I can imagine a setup like this;
1) host device allocates host memory appropriate for usage with host
video decoder,
2) guest driver allocates arbitrary guest pages for storage
accessible to the guest software,
3) guest userspace writes input for the decoder to guest pages,
4) guest driver passes the list of pages for the input and output
buffers to the host device
5) host device copies data from input guest pages to host buffer
6) host device runs the decoding
7) host device copies decoded frame to output guest pages
8) guest userspace can access decoded frame from those pages; back to 3
Is that something you have in mind?
>
> Referencing virtio-gpu buffers needs a better plan than just re-using
> virtio-gpu resource handles. The handles are device-specific. What if
> there are multiple virtio-gpu devices present in the guest?
>
> I think we need a framework for cross-device buffer sharing. One
> possible option would be to have some kind of buffer registry, where
> buffers can be registered for cross-device sharing and get a unique
> id (a uuid maybe?). Drivers would typically register buffers on
> dma-buf export.
This approach could possibly let us handle this transparently to
importers, which would work for guest kernel subsystems that rely on
the ability to handle buffers like native memory (e.g. having a
sgtable or DMA address) for them.
How about allocating guest physical addresses for memory corresponding
to those buffers? On the virtio-gpu example, that could work like
this:
- by default a virtio-gpu buffer has only a resource handle,
- VIRTIO_GPU_RESOURCE_EXPORT command could be called to have the
virtio-gpu device export the buffer to a host framework (inside the
VMM) that would allocate guest page addresses for it, which the
command would return in a response to the guest,
- virtio-gpu driver could then create a regular DMA-buf object for
such memory, because it's just backed by pages (even though they may
not be accessible to the guest; just like in the case of TrustZone
memory protection on bare metal systems),
- any consumer would be able to handle such buffer like a regular
guest memory, passing low-level scatter-gather tables to the host as
buffer descriptors - this would nicely integrate with the basic case
without buffer sharing, as described above.
Another interesting side effect of the above approach would be the
ease of integration with virtio-iommu. If the virtio master device is
put behind a virtio-iommu, the guest page addresses become the input
to iommu page tables and IOVA addresses go to the host via the virtio
master device protocol, inside the low-level scatter-gather tables.
What do you think?

Written request A
In the discussion of virtio buffer sharing, which command could be called to have the virtio-gpu device export a buffer to a host framework?
Written request B
List every action that the host device performs in the numbered setup of the virtio buffer-sharing discussion.
Written request C
Extend the discussion of virtio buffer sharing beyond its final question, "What do you think?"
The lines further down are taken from a different source than the discussion of virtio buffer sharing.

Information provided
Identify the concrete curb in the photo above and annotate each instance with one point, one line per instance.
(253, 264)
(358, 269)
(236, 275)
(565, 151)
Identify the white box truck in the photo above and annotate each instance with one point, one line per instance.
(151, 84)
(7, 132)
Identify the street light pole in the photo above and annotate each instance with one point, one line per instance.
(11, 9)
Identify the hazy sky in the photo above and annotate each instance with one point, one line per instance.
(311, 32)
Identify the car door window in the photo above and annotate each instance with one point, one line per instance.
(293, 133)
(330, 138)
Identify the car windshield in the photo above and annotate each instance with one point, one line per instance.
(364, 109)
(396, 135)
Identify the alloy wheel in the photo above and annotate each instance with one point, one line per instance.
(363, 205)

* * *

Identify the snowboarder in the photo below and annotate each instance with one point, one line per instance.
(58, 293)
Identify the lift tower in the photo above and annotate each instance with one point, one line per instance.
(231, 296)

==

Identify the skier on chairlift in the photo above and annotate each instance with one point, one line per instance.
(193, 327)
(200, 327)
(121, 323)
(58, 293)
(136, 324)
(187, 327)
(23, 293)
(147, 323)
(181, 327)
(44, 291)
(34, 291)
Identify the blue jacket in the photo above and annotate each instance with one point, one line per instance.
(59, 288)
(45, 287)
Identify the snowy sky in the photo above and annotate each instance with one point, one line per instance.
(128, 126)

Result A
VIRTIO_GPU_RESOURCE_EXPORT

Result B
- It allocates host memory appropriate for usage with the host video decoder.
- It copies data from the input guest pages to the host buffer.
- It runs the decoding.
- It copies the decoded frame to the output guest pages.

Result C
Best regards,
Tomasz
>
> Another option would be to pass around both buffer handle and buffer
> owner, i.e. instead of "u32 handle" have something like this:
>
> struct buffer_reference {
> enum device_type; /* pci, virtio-mmio, ... */
> union device_address {
> struct pci_address pci_addr;
> u64 virtio_mmio_addr;
> [ ... ]
> };
> u64 device_buffer_handle; /* device-specific, virtio-gpu could use
> resource ids here */
> };
>
> cheers,
> Gerd
>
Re: [virtio-dev] [PATCH] [RFC RESEND] vdec: Add virtio video decode device specification
Hi,
> Our prototype implementation uses [4], which allows the virtio-vdec
> device to use buffers allocated by virtio-gpu device.
> [4] https://lkml.org/lkml/2019/9/12/157
Well. I think before even discussing the protocol details we need a
reasonable plan for buffer handling. I think using virtio-gpu buffers
should be an optional optimization and not a requirement. Also the
motivation for that should be clear (Let the host decoder write directly
to virtio-gpu resources, to display video without copying around the
decoded framebuffers from one device to another).
Referencing virtio-gpu buffers needs a better plan than just re-using
virtio-gpu resource handles. The handles are device-specific. What if
there are multiple virtio-gpu devices present in the guest?
I think we need a framework for cross-device buffer sharing. One
possible option would be to have some kind of buffer registry, where
buffers can be registered for cross-device sharing and get a unique
id (a uuid maybe?). Drivers would typically register buffers on
dma-buf export.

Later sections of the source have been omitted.